The output indicates that the antenna has a maximum gain of 9.75 dBi, a little over three times the gain of an isotropic antenna. However, as the signal moves even five degrees to the side, this has dropped to 9.5. When you reach 75 degrees off the front, the antenna begins to have negative gain. This indicates that this antenna is fairly directional, and one would expect it to have a high front-to-back ratio.

==NEC versions==

===BRACT===
BRACT was a pure method of moments implementation, suitable for use on antennas consisting of uniform diameter conductors arranged in free space and connected to each other at their ends (if at all). It did not model the contributions of the ground (or water) and was primarily useful for aircraft and spacecraft type applications.

===AMP===
AMP modified BRACT by adding a system for calculating the effects of ground planes.

===AMP2===
AMP2 added the ability to model extended closed surfaces.

===NEC-1===
The original NEC, later known as NEC-1 after NEC-2 was introduced, was a modification of the earlier AMP2, adding a more accurate current expansion along wires and at multiple wire junctions, and an option in the wire modeling for far greater accuracy on thick wires. A new model for a voltage source was added and several other modifications made for increased accuracy.

===NEC-2===
NEC-2 is the highest version of the code within the public domain without a license. It cannot model buried radials or ground stakes.

===NEC-3===
NEC-3 modified NEC-2 to include a Sommerfeld model to properly model wires buried in or close to the ground.

===NEC-4===
NEC-4 modified NEC-3 to better model very small antennas, like those on cell phones and WiFi routers. The most recent version, 4.2, includes a better version of the Sommerfeld model used in NEC-3 for in- and near-ground wires, added current sources instead of just voltage sources as in earlier models, and used a new memory management system that allows arbitrarily large designs.

NEC-4 remains the property of the Lawrence Livermore National Laboratory and the University of California. NEC-4 requires a license.

===NEC-5===
NEC-5 solves the Electric-field integral equation for wires and surfaces using the newer mixed potential method developed by Rao, Wilton and Glisson. NEC-5 remains the property of the Lawrence Livermore National Laboratory and the University of California. NEC-5 requires a license.

========

Please resume the passage on NEC antenna-modeling software from where it stops, before moving on to the items.

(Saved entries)
========

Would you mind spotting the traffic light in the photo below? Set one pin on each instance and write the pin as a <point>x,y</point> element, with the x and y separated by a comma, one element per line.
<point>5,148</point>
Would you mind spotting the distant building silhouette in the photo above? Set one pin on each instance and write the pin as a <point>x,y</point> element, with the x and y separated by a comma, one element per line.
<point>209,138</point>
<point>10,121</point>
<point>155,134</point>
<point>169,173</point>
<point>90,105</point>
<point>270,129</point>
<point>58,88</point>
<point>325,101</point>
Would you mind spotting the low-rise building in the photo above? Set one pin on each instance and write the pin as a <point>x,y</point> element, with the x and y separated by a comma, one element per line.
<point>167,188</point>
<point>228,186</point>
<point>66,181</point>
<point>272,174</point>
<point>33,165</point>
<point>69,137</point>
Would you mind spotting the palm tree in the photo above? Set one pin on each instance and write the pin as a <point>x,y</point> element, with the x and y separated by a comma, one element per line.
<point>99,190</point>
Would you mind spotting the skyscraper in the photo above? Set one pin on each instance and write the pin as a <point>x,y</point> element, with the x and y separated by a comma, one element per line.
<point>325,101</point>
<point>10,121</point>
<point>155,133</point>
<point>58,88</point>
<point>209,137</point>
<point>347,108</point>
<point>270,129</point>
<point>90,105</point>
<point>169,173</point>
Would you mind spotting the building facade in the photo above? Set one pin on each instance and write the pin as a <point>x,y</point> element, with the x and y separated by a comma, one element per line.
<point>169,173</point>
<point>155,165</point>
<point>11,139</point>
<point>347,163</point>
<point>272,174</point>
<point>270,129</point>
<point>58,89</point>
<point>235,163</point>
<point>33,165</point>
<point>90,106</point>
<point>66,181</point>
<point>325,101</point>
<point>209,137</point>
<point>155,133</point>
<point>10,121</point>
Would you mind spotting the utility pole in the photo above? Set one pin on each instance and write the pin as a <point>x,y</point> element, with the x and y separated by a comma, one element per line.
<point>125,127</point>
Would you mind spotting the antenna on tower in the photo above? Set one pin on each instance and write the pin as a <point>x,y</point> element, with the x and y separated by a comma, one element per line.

========

= Answer to this exercise =
The sole creator and maintainer of the NEC-5 code, Gerald Burke, passed away in 2021 shortly after releasing the first version. Although the program continues to be offered for licensing, it is no longer actively maintained and is no longer supported, although some major bugs were fixed by end-users.

===MININEC===
MININEC is an independent implementation of the concepts in NEC. It uses the same method of moments algorithm to calculate the outcomes, but using entirely original code. The first versions were written in 1980 in BASIC for 32 kB Apple II computers, and after following some advice from Professor Wilton at the University of Mississippi, the first public release was made in 1982 for 64 kB machines. An improved version, MININEC2, was released in 1984, followed by a port to the IBM PC as MININEC3 in 1986. Like the original NEC, MININEC now runs on many platforms, although its popularity has fallen with the more widespread availability of the original NEC codes in C form.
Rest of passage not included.